(EXERCISE DESCRIPTION): Beginning with the first line below, please restate each line exactly, down to and including the line containing "sliding glass door".

(Stored records):

============

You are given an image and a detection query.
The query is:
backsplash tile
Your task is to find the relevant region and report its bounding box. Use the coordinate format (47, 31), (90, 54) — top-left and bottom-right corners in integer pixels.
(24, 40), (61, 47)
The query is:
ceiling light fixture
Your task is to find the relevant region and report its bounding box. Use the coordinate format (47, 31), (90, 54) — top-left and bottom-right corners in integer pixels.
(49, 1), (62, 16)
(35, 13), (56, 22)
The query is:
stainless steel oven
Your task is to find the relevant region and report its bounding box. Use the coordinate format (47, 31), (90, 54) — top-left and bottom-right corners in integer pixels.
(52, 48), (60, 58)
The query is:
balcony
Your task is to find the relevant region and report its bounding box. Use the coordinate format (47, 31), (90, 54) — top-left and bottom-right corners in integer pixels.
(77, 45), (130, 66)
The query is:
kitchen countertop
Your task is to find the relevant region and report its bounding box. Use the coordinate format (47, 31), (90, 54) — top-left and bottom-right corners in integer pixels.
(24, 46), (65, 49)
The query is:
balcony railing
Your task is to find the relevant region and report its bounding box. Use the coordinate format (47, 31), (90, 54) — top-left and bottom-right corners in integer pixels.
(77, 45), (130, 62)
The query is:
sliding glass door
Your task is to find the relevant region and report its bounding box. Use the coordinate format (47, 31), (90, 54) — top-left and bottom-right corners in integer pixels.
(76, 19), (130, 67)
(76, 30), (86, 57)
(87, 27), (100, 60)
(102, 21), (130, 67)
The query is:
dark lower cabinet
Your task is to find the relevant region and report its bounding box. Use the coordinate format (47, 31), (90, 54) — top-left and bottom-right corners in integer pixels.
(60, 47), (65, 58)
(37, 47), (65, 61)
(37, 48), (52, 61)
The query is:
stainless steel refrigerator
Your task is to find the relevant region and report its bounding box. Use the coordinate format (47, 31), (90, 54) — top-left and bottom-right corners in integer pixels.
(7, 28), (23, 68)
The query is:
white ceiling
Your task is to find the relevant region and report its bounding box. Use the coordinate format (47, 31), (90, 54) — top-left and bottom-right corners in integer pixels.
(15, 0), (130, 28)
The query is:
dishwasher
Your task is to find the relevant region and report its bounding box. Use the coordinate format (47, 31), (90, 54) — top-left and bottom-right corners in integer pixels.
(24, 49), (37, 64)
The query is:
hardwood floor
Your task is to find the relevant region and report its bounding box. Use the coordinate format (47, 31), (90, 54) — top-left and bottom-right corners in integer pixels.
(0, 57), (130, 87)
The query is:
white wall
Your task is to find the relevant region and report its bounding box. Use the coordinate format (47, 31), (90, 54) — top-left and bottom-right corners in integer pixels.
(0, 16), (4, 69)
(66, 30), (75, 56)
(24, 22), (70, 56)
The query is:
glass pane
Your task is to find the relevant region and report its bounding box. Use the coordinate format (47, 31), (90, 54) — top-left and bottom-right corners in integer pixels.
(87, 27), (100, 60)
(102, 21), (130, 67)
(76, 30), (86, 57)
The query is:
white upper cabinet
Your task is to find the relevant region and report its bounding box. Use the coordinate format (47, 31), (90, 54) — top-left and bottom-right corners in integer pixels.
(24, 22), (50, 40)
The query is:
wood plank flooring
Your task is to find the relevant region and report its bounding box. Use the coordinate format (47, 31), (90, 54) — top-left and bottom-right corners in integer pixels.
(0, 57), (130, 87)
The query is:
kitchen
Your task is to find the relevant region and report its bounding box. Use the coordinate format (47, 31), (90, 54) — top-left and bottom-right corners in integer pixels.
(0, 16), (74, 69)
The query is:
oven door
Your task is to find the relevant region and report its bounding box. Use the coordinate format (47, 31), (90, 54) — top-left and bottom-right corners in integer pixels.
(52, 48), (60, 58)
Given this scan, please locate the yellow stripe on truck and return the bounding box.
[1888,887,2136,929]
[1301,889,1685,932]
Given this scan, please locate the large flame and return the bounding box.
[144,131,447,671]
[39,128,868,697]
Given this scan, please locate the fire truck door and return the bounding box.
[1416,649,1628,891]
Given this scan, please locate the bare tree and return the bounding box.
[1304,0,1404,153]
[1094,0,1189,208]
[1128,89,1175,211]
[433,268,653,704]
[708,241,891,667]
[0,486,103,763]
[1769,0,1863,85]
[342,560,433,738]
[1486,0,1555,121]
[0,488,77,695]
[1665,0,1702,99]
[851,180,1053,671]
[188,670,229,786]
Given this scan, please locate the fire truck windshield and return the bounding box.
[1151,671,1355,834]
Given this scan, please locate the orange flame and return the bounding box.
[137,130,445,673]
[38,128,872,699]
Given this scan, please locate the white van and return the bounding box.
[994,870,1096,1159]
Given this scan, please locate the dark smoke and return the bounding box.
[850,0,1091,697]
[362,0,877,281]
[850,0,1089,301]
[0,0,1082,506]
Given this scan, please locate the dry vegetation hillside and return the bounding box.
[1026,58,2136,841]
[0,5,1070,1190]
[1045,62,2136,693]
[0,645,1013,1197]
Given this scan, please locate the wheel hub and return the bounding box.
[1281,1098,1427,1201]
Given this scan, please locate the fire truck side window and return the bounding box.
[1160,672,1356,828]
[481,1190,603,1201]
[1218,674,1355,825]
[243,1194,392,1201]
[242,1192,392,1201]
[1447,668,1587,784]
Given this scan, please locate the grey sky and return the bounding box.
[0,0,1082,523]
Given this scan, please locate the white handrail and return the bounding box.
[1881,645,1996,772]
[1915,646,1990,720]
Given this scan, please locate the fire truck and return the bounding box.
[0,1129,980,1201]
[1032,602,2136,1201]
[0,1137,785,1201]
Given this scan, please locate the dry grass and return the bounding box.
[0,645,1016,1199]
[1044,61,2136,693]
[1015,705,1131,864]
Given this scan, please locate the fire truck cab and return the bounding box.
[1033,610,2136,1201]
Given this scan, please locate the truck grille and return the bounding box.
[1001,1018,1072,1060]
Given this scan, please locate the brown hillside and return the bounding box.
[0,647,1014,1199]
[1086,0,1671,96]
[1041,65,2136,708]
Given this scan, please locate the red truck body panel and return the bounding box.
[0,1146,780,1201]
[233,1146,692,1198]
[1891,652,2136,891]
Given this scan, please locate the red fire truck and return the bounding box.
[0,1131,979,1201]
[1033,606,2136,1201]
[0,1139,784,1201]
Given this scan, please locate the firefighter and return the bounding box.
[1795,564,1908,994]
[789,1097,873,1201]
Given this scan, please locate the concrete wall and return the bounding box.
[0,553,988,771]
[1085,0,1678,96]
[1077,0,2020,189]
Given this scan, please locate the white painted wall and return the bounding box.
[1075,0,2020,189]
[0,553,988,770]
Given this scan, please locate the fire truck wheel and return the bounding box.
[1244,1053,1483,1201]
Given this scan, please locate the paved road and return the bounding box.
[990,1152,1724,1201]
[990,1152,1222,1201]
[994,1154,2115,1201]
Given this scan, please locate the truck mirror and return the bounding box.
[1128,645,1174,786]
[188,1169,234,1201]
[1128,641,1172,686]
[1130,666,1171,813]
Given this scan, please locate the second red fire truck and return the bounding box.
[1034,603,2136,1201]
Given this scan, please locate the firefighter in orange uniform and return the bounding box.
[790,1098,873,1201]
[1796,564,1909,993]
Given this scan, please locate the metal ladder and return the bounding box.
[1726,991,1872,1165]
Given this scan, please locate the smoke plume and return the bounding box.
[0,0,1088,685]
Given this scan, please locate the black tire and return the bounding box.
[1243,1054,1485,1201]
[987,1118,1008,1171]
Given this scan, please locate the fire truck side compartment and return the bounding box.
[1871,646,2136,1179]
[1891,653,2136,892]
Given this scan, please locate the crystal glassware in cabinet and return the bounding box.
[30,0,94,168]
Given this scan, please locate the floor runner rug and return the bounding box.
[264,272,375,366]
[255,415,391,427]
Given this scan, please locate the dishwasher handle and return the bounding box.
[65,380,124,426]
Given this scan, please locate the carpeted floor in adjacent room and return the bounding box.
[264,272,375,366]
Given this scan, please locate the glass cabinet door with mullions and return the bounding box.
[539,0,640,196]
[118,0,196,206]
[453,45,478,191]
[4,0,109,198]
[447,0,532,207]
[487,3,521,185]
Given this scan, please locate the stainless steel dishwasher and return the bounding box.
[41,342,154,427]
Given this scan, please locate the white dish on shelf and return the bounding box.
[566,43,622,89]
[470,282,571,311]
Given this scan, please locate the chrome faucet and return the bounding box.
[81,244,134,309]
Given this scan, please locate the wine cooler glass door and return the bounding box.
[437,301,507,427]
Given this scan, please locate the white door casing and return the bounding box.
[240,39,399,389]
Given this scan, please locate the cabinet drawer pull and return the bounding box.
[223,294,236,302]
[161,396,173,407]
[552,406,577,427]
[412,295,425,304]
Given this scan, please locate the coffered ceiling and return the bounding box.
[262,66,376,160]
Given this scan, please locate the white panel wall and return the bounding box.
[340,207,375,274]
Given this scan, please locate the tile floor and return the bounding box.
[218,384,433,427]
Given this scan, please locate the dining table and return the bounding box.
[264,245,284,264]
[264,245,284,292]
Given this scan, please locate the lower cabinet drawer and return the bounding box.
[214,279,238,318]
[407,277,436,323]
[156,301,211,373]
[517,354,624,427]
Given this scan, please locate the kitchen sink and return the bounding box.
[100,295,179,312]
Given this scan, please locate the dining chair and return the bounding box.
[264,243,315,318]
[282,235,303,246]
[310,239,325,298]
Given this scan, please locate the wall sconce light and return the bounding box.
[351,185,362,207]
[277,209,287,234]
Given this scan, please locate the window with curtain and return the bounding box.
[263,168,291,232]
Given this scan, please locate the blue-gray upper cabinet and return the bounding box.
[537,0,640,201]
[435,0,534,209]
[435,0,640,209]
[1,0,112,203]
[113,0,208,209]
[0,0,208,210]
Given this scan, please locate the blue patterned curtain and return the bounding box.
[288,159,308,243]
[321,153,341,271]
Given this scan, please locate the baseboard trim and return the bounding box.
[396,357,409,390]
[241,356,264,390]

============

(COMPLETED EXERCISE):
You are given an image and a detection query.
The query is:
backsplash tile
Your task is to find the relevant region and report its bounding box. Use the coordinate format (47, 31), (90, 54) — top-left and bottom-right corners in integer pixels.
(24, 40), (61, 47)
The query is:
ceiling light fixture
Your task is to find the relevant region and report its bounding box. Use the coordinate format (47, 31), (90, 54) — top-left and bottom-right corners in integer pixels.
(49, 1), (62, 16)
(35, 13), (56, 22)
The query is:
stainless steel oven
Your task is to find the relevant region and report its bounding box. Use the coordinate format (47, 31), (90, 54) — top-left and bottom-right corners in integer pixels.
(52, 48), (60, 58)
The query is:
balcony
Your task is to find the relevant region and report its bounding box. Use the coordinate format (47, 31), (90, 54) — top-left and bottom-right corners in integer pixels.
(77, 45), (130, 66)
The query is:
kitchen countertop
Your task is to find the relevant region and report its bounding box. Use the coordinate format (47, 31), (90, 54) — top-left and bottom-right corners in integer pixels.
(24, 46), (65, 49)
The query is:
balcony railing
Your task is to find the relevant region and report its bounding box. Use the coordinate format (47, 31), (90, 54) — top-left and bottom-right corners in integer pixels.
(77, 45), (130, 62)
The query is:
sliding glass door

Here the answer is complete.